— START OF PROVIDED TEXT —

The CITY OF CHARLOTTE, a municipal corporation, Plaintiff, v.
JOHN P. HURLAHE, JR., LINDA D. HURLAHE, ROBERT HULL, WILLIAM H.
HOGUE, and THELMA W. HOGUE, GARY L. BETOW, THRIFTY RENT-A-CAR
SYSTEM, INC., TRSTE, INC., WACHOVIA BANK, N.A., CITY/COUNTY TAX
COLLECTOR, AFFORDABLE TRANSPORTATION, INC., Defendants
Filed: 20 June 2006
1. Eminent Domain_lost profits_predicted rental income
Lost profits are not recoverable in a taking under eminent domain, but rental income is
admissible on the question of fair market value. The trial court here did not err by admitting
testimony from experts concerning their use of predicted rental income in determining the fair
market value of property when used for a valet parking business near an airport. A cautionary
instruction clarified any jury confusion on the issue.
2. Eminent Domain_condemnation_future use of land_airport parking
Future uses of the land are admissible in a condemnation action if the owner has taken
steps to adapt the land prior to the taking. Testimony in a condemnation of land near an airport
concerning the value of property as a valet parking business was admissible where it was
undisputed that the property was largely covered by paved and gravel parking areas, defendant
had used the property for parking cars, plaintiff used the property for airport parking after it was
condemned, and an expert appraiser testified that the property was ready to go as a valet
3. Appeal and Error_preservation of issues_issue not raised at trial
An issue not raised at trial or assigned as error was not preserved for appellate review.
4. Eminent Domain_land near airport_evidence of possible use as parking lot
The was no prejudice in a condemnation action involving land near an airport from the
admission of evidence that the owner would have used the land as a valet parking lot. Testimony
about the possible uses of property is relevant to its highest and best use, the parties agree that
airport parking is the highest and best use here, the city operated a parking lot on the property
after the taking, and the City did not argue that the admission was prejudicial.

— END OF PROVIDED TEXT —
— START OF EXCERPTED RECORDS —

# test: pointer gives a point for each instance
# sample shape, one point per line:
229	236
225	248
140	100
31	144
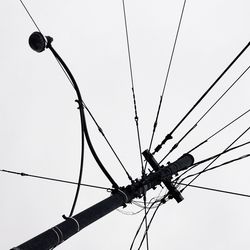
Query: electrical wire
216	190
220	130
32	19
216	158
210	158
150	222
107	141
215	167
53	179
167	75
169	136
136	118
201	118
139	228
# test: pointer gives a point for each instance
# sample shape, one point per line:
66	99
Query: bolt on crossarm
72	225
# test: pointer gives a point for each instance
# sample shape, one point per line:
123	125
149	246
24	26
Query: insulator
37	41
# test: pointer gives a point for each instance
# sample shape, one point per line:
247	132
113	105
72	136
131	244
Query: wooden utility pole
119	197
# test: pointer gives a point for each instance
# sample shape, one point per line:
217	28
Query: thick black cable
169	136
83	117
216	102
83	129
216	158
32	19
52	179
167	75
99	128
107	141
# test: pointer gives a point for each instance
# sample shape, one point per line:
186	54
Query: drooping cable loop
169	136
107	141
81	107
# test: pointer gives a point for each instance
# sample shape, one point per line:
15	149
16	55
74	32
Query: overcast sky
40	126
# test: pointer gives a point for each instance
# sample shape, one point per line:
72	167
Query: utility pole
119	197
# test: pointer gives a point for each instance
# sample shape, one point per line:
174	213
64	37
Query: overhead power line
169	136
52	179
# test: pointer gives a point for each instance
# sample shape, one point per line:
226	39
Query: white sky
40	121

— END OF EXCERPTED RECORDS —

REQUESTS »
**A)** From the case summary, copy the part that begins with the words "4. Eminent Domain_land" and ends with "admission was prejudicial.".
**B)** List the numbered headings that appear in the case summary.
Rely only on the case summary for what follows.

EXERCISE RESPONSES »
**A)**
4. Eminent Domain_land near airport_evidence of possible use as parking lot
The was no prejudice in a condemnation action involving land near an airport from the
admission of evidence that the owner would have used the land as a valet parking lot. Testimony
about the possible uses of property is relevant to its highest and best use, the parties agree that
airport parking is the highest and best use here, the city operated a parking lot on the property
after the taking, and the City did not argue that the admission was prejudicial.

**B)**
1. Eminent Domain_lost profits_predicted rental income
2. Eminent Domain_condemnation_future use of land_airport parking
3. Appeal and Error_preservation of issues_issue not raised at trial
4. Eminent Domain_land near airport_evidence of possible use as parking lot